--- Start of DATASET RECORDS ---
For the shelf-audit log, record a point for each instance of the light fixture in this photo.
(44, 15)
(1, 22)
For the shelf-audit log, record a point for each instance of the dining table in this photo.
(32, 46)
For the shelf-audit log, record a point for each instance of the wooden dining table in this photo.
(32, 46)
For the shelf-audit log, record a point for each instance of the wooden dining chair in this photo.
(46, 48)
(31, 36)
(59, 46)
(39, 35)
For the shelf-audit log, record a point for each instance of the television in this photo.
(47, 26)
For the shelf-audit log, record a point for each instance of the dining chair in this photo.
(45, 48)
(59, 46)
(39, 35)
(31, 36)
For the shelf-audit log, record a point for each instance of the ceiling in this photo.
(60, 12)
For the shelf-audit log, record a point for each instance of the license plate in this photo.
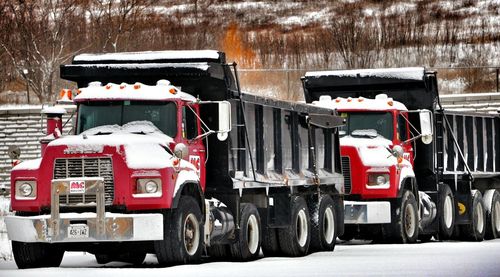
(78, 231)
(77, 187)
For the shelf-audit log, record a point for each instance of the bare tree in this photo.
(38, 41)
(113, 21)
(357, 43)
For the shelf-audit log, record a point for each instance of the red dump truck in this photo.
(169, 157)
(416, 170)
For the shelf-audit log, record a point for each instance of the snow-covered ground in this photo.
--- End of DATASET RECORDS ---
- _AIM_: Format all of the rows above as a JSON list of strings, one string per line, with blank lines left out. Leave the picture out of the list.

- _SOLUTION TO THIS PROBLEM_:
[
  "For the shelf-audit log, record a point for each instance of the light fixture in this photo.",
  "(44, 15)",
  "(1, 22)",
  "For the shelf-audit log, record a point for each instance of the dining table in this photo.",
  "(32, 46)",
  "For the shelf-audit log, record a point for each instance of the wooden dining table in this photo.",
  "(32, 46)",
  "For the shelf-audit log, record a point for each instance of the wooden dining chair in this photo.",
  "(46, 48)",
  "(31, 36)",
  "(59, 46)",
  "(39, 35)",
  "For the shelf-audit log, record a point for each instance of the television in this photo.",
  "(47, 26)",
  "For the shelf-audit log, record a point for each instance of the dining chair in this photo.",
  "(45, 48)",
  "(59, 46)",
  "(39, 35)",
  "(31, 36)",
  "For the shelf-audit log, record a point for each instance of the ceiling in this photo.",
  "(60, 12)",
  "For the shelf-audit log, record a point for each instance of the license plate in this photo.",
  "(78, 231)",
  "(77, 187)",
  "For the shelf-audit log, record a point for each instance of the bare tree in this photo.",
  "(38, 41)",
  "(113, 21)",
  "(357, 43)",
  "For the shelf-audit log, record a point for each instance of the red dump truck in this photo.",
  "(169, 157)",
  "(416, 170)",
  "For the shelf-audit log, record a point for each instance of the snow-covered ground in this photo."
]